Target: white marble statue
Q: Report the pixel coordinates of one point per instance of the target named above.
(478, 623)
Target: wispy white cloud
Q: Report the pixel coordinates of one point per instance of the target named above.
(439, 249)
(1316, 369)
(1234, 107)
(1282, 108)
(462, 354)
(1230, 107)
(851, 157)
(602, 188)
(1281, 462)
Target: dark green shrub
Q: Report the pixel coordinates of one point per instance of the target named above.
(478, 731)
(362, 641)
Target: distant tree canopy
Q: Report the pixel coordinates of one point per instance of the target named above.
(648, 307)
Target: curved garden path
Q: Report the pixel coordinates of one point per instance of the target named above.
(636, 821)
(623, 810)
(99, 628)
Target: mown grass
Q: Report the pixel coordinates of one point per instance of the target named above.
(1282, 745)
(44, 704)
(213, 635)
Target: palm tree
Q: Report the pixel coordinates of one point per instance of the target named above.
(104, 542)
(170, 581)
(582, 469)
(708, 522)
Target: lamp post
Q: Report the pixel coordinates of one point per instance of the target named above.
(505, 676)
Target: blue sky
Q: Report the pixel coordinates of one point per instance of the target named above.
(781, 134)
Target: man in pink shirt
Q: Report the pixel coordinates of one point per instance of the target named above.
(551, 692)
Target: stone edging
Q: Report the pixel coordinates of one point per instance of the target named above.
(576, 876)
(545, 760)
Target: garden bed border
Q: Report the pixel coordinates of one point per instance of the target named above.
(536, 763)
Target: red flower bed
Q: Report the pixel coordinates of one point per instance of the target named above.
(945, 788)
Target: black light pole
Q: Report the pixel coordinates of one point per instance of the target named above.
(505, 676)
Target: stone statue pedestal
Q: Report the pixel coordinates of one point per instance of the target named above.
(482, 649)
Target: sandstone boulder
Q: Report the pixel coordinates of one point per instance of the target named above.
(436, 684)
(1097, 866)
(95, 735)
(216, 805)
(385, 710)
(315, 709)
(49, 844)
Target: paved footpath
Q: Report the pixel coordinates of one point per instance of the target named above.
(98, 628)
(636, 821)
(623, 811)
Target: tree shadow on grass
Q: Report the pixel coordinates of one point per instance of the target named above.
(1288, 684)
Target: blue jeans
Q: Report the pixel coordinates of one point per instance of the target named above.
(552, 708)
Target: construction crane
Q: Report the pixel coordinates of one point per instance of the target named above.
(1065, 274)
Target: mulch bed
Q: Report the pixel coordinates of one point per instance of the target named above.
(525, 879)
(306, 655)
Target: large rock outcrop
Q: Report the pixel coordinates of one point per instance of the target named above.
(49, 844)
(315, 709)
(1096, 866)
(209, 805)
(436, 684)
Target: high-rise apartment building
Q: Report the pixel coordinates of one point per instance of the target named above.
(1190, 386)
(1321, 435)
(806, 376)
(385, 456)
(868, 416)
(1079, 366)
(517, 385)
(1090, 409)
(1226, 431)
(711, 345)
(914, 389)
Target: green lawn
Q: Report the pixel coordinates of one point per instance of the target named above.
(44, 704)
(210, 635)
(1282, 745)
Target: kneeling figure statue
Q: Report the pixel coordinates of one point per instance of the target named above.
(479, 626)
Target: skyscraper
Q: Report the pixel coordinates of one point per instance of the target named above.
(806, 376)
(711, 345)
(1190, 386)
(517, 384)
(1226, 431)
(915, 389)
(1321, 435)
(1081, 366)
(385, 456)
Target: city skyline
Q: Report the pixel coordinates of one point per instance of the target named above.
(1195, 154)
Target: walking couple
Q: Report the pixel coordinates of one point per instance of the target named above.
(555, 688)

= Task brief =
Write out the data again, exactly and in full.

= Answer to the problem =
Target: white marble statue
Q: Report the pixel coordinates of one point per instance of the target named above.
(478, 623)
Target: wispy white cloud
Q: Report the pixel coordinates of one point per instance of the target named above.
(439, 249)
(1316, 369)
(1234, 107)
(1282, 108)
(462, 354)
(1230, 107)
(851, 157)
(602, 188)
(1281, 462)
Target: dark green shrub
Q: Report the pixel coordinates of one point per instance of the target named above.
(478, 731)
(362, 641)
Target: distant tree canopy
Q: Report the pixel coordinates of one point per instance of the target named above.
(648, 307)
Target: curved garden path
Q: Report the pixel coordinates of one point per instance of the target named above.
(636, 821)
(623, 810)
(99, 628)
Target: mown grass
Q: Report the pixel coordinates of one point per instance of the target named above.
(1282, 745)
(44, 704)
(213, 635)
Target: palm tree
Q: Report the pixel coordinates of one point per instance of the target named above.
(104, 542)
(170, 581)
(582, 469)
(708, 522)
Target: lamp post
Q: Report the pixel coordinates of one point per instance of the target named above.
(505, 676)
Target: blue sky
Q: Report the pixel coordinates of one point per instance of the target named above.
(781, 134)
Target: man in pink shirt
Q: Report the pixel coordinates of one point per instance of the target named above.
(551, 692)
Target: stone edging
Q: Report the pixel coordinates of one point per instance of the target named above.
(576, 876)
(545, 760)
Target: garden bed border
Q: Report the pixel coordinates of one point per instance of the target named above.
(536, 763)
Target: red flower bed
Q: Report the pixel coordinates of one point per instance of the target named above.
(945, 788)
Target: black light pole
Q: Report the pixel coordinates of one point per instance of the target named above.
(505, 676)
Target: stone statue pedestal
Q: Report the pixel coordinates of one point per instance of the target named above.
(482, 649)
Target: sandstone boulder
Q: Report the pixel coordinates of one point per instance of the target named above.
(436, 684)
(1097, 866)
(95, 735)
(216, 805)
(385, 710)
(315, 709)
(49, 844)
Target: paved footpath
Q: Report the pixel coordinates of one point per instance of the target named above.
(98, 628)
(636, 821)
(623, 811)
Target: tree shadow on grass
Q: Report the pixel coordinates of one point per instance of the target named above.
(1288, 684)
Target: blue jeans
Q: Report the pixel coordinates of one point per instance of the target named above.
(552, 708)
Target: construction crane
Q: Report the pixel coordinates of one point per instance of the target named above.
(1065, 274)
Target: mulch bed
Q: Report the pixel coordinates of one point per instance of the target named above.
(525, 879)
(306, 655)
Target: large rock outcrop
Q: Report the pixel coordinates of one point per instance of the target named above.
(49, 844)
(315, 709)
(1096, 866)
(209, 805)
(436, 684)
Target: high-rise apartment building
Q: Report the pixel coordinates of one point per instance of the target named above.
(1190, 386)
(1321, 435)
(806, 376)
(385, 456)
(868, 416)
(1079, 366)
(517, 385)
(1090, 409)
(1226, 431)
(711, 345)
(914, 389)
Target: green lawn
Q: Report the pixel coordinates of one point per instance of the target named above.
(44, 704)
(210, 635)
(1282, 745)
Target: kneeling figure statue
Q: Report the pixel coordinates of one point per instance of the target named above.
(479, 626)
Target: skyscraper
Q: Report the pixel coordinates of one point per instance of the target named above.
(806, 376)
(711, 345)
(1190, 386)
(517, 384)
(1226, 431)
(915, 389)
(1321, 435)
(1081, 366)
(385, 456)
Target: city skyline
Q: Report the pixel coordinates of one point per instance of the target named above.
(1195, 154)
Target: walking couple
Q: Report the pixel coordinates of one point per instance of the target named above.
(555, 688)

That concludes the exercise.